- _THE TASK_
Every record must be repeated exactly; omit any pictures they contain.
▬▬▬
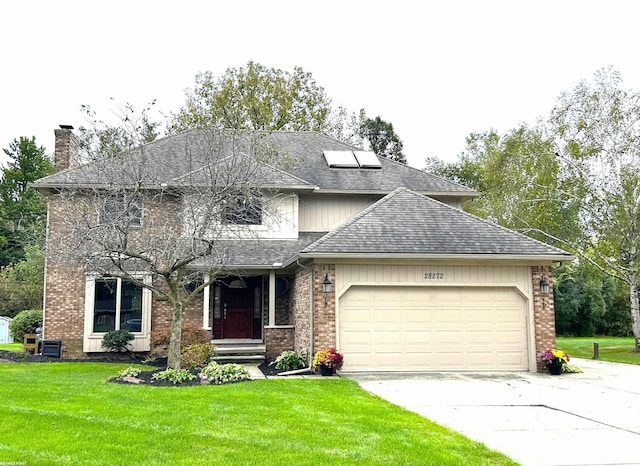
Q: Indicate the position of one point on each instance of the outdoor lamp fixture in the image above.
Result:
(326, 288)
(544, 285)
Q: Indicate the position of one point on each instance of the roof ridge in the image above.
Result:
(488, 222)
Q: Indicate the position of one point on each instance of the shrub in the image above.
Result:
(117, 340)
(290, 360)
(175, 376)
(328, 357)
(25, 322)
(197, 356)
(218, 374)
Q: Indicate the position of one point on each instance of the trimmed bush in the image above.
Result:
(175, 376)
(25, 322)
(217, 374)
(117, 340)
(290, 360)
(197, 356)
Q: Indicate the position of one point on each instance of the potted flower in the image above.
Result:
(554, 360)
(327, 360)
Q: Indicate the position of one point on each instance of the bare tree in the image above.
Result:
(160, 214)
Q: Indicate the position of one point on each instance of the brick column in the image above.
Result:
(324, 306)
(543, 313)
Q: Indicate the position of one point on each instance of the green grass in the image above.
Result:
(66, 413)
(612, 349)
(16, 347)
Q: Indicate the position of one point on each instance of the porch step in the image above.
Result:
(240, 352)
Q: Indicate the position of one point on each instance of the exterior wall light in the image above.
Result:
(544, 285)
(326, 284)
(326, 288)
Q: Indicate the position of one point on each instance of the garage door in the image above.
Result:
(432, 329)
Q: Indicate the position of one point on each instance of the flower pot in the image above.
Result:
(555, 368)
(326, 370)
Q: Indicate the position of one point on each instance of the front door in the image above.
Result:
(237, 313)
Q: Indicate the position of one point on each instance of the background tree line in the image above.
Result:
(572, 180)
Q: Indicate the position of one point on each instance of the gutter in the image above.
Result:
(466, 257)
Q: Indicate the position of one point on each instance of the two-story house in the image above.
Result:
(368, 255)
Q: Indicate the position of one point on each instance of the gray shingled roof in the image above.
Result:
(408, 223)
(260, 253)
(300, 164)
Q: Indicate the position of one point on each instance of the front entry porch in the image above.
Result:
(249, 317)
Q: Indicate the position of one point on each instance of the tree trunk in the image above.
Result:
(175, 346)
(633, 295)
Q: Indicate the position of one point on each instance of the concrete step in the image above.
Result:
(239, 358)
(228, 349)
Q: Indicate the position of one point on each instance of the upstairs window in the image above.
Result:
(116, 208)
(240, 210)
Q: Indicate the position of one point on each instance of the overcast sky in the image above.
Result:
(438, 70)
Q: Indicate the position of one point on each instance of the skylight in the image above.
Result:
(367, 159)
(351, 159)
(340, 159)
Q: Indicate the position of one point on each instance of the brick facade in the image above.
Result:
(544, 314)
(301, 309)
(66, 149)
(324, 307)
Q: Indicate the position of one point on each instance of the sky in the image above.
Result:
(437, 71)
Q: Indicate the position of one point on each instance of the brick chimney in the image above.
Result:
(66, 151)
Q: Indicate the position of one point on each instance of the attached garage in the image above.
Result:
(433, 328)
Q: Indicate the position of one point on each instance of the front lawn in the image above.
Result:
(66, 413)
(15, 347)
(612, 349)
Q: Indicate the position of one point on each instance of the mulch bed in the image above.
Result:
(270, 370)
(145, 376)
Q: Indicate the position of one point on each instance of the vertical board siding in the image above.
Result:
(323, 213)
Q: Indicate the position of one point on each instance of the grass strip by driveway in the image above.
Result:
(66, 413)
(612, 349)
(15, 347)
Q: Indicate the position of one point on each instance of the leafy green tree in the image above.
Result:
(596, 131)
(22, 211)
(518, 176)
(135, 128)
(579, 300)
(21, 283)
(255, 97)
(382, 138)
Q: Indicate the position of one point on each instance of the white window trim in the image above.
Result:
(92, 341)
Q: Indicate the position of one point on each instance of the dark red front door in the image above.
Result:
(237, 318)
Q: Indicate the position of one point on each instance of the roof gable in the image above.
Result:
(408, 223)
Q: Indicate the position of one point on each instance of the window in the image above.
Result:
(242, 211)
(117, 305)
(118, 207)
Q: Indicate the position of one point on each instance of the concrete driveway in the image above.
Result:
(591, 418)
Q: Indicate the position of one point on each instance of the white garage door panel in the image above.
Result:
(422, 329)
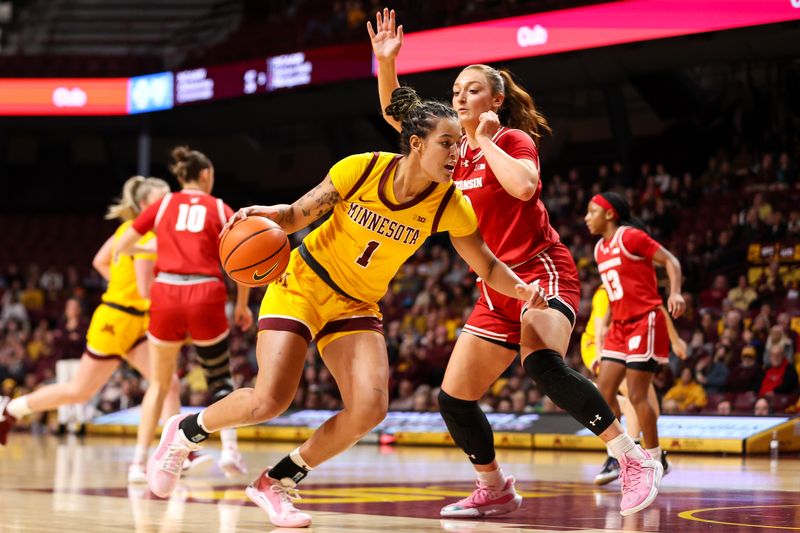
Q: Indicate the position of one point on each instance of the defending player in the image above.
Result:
▬▬▬
- _SOLUTION TO THE EXERCISE_
Q: Indicate the position of one point on each instance of the outdoor lamp fixture in the image above.
Result:
(326, 288)
(544, 285)
Q: Indicate the position of one point on each instance of the roof ridge in the image above.
Result:
(488, 222)
Q: Indicate the position of one point on each instance of the shrub in the image above.
Result:
(117, 340)
(290, 360)
(175, 376)
(328, 357)
(25, 322)
(197, 356)
(218, 374)
Q: Indicate the position of one point on each instance of the trimmed bush in the image above.
Result:
(175, 376)
(25, 322)
(217, 374)
(117, 340)
(290, 360)
(197, 356)
Q: Indicate the position of one point on each instance of the potted flower in the image above.
Result:
(554, 360)
(327, 360)
Q: Indicate the position of one point on each instance of the bare tree in the image above.
Result:
(160, 214)
Q: Indicate the position of one point on each instance of the brick column in the image above.
Result:
(324, 306)
(543, 313)
Q: Indicate the position of one point on each instance of the green grass in the image above.
Result:
(66, 413)
(612, 349)
(16, 347)
Q: Indicate the position of one point on each instance of the porch step in the image above.
Result:
(240, 352)
Q: Indicate the position of one point on each instance of the exterior wall light in the image above.
Result:
(544, 285)
(326, 284)
(326, 288)
Q: Indicate the position of one point on each instance of the garage door in the image above.
Result:
(432, 329)
Q: Indicate the position of one point on each instance of the flower pot in the image above.
Result:
(555, 368)
(326, 370)
Q: Indicate the position of one point on each instance of the front door in the image above.
Result:
(237, 313)
Q: Indicate the position of one point on each instance of the background tree line in the image above.
Result:
(572, 180)
Q: Indicate the position of one point on each instance of the gutter in the image above.
Result:
(466, 257)
Q: Indicate the position of one point on each instance of the two-story house in the image above.
Result:
(368, 255)
Q: Indicate the position of one point on each instance of the gray shingled roof in the image above.
Result:
(408, 223)
(260, 253)
(300, 164)
Q: Indicate the position of one point on each instance of the front entry porch in the image above.
Result:
(249, 317)
Q: Indicate the position of one point on each instance of the tree trunk in the image above.
Result:
(175, 346)
(633, 295)
Q: Indicate the position of one point on each instance of the concrete step in the image above.
Result:
(239, 358)
(228, 349)
Q: Indicate the position of one point on each instance of the upstairs window in the image above.
Result:
(116, 208)
(240, 210)
Q: Indicate the position of one point on each instance of the overcast sky in the image above.
Result:
(438, 70)
Q: Indicate the position of one point on each instance of the skylight in the image above.
Result:
(367, 159)
(351, 159)
(340, 159)
Q: Indicate the position of one point on each instance of the brick facade in the image above.
Result:
(544, 314)
(301, 309)
(66, 149)
(324, 307)
Q: Indicate the position of one point on each instance of the sky in the image above.
Result:
(437, 71)
Q: Indicate the position of one point on each instance of the brick chimney in the image above.
Result:
(66, 151)
Q: Indicate the position of one point on each instance of the attached garage in the image above.
Result:
(433, 328)
Q: Indicate the position of one point on each instance of the front lawn in the image above.
Result:
(66, 413)
(15, 347)
(612, 349)
Q: Indicate the position of one point on each instance of the mulch bed in the image above.
Result:
(270, 370)
(145, 376)
Q: Indicate the position of one point on each instance of the vertical board siding in the image above.
Result:
(323, 213)
Q: Indicate the position of one point on each instance of the grass strip by driveway in the image above.
Result:
(66, 413)
(612, 349)
(15, 347)
Q: Indicate the position of one point on each instance of the leafy green tree in the image above.
Result:
(596, 131)
(22, 211)
(518, 176)
(135, 128)
(579, 300)
(21, 283)
(255, 97)
(382, 138)
Q: Indicate the position of one point on each instance of the white window trim in the image above.
Result:
(92, 341)
Q: Indicate the position of one point on each instance of the dark red front door in the image above.
Result:
(237, 318)
Q: Indicate the position of one point on each instance of the roof gable in the image above.
Result:
(408, 223)
Q: Indicate the position of one point on each instance of the window in the image above.
Result:
(242, 211)
(117, 305)
(118, 207)
Q: Indicate the position of one point on each instance of the concrete driveway in the image above.
Result:
(591, 418)
Q: Indicate the position of one point on each instance of the white garage door panel in the image above.
Result:
(422, 329)
Q: Indicate the position of one point on each instance of the defending player in the image above.
Result:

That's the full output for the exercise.